> [EXTRACT PROVIDED]:
★ ★ ★ ★ ★

The Prime Minister Rt. Hon. Robinah Nabbanja has revealed that the new budget strategy for the financial year 2026/2027 is set to strengthen the coordination and implementation of Government programs by improving efficiency, strengthening project execution, and increasing productivity of programs to deliver more results within the available resources.
“The Budget Strategy aims at deepening the implementation of the anchor growth sectors of the Agro-Industrialization, Tourism Development, Mineral-Based Industrial Development, Science Technology and Innovation including ICT and Creative Arts Industry (ATMS) and, the Enablers” she said.
Ms Nabbanja made the remarks while opening the at the National Budget Conference for the Financial Year 2026/2027 Budget Strategy at Speke Resort and Convention Center, Munyonyo on Thursday.
“Government’s position is to deliver Uganda into the middle-income status through the Tenfold Growth Strategy of growing the economy tenfold from the base of USD 61.3 billion in FY2025/26 to USD 500 billion by the year 2040” she said
Ms Nabbanja further urged all Ministers and Accounting Officers, to ensure their priority areas for next financial year, are aligned to the ATMS and enablers in line with the NRM ideology.
“As we start the planning and budgeting process for FY 2026/27, our task is to ensure we are all committed to the efforts lifting the 33% of our population from the subsistence economy to the money economy by working through Government wealth creation programs” she said.
The Permanent secretary and secretary to the treasury Ramathan Ggoobi said the ministry has stepped up budget scrutiny and analysis to curb the challenges of Budget Games and how they negatively impact the Budget Cycle during planning, budgeting, execution, reporting, and accountability.
“Each Ministry, Local Government, Mission Abroad, Referral Hospital, Public University or Agency of Government, should plan and budget in such a way that prioritizes first, all Government of Uganda Obligations as a first call on the available resources, then statutory obligations (salaries, wages, pension and gratuity), and subsequently fixed costs (utilities, food, rent etc), and their core business/functions” he said.
Ggoobi said with such planning and budgeting, government will reduce supplementary budget requests, improve budget credibility and ultimately enhance service delivery.

★ ★ ★ ★ ★

Collected data:

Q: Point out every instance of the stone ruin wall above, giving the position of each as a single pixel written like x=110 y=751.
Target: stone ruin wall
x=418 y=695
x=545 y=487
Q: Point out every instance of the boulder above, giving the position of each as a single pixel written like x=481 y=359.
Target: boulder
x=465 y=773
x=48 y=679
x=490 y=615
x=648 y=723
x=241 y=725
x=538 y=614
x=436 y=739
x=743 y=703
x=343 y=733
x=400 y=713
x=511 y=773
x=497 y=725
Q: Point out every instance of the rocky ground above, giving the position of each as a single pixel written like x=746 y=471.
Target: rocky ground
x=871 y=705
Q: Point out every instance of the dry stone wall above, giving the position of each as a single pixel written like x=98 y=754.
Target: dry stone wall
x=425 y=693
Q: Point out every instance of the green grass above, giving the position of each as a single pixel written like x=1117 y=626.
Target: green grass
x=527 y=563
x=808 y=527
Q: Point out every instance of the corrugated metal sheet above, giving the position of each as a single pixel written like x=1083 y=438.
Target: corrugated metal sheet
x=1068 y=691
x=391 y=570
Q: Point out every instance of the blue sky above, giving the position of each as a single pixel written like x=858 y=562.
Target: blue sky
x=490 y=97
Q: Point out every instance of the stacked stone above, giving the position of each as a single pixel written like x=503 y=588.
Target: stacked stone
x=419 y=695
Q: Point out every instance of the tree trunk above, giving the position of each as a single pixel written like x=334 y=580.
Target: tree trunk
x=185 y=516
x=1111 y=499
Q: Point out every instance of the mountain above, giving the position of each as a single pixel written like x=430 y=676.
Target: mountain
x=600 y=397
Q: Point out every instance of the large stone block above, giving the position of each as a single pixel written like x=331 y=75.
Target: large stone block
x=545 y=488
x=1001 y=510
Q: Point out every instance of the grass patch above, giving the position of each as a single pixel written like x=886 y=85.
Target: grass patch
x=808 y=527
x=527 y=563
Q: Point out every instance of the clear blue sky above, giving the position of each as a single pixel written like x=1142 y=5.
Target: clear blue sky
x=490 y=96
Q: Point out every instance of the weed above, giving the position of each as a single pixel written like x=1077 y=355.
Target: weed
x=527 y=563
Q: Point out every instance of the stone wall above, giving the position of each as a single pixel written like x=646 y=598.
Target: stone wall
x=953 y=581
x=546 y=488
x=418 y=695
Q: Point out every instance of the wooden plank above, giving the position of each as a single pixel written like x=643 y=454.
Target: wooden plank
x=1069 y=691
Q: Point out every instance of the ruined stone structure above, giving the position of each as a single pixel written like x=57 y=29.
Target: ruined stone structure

★ ★ ★ ★ ★

> [PROBLEMS AND TASKS]:
a: According to the budget article, how large does the Government aim to grow Uganda's economy by 2040?
b: Print the budget article's passage from "The Prime Minister" to "the available resources.".

> [SOLUTIONS FOR EACH TASK]:
a: USD 500 billion

b:
The Prime Minister Rt. Hon. Robinah Nabbanja has revealed that the new budget strategy for the financial year 2026/2027 is set to strengthen the coordination and implementation of Government programs by improving efficiency, strengthening project execution, and increasing productivity of programs to deliver more results within the available resources.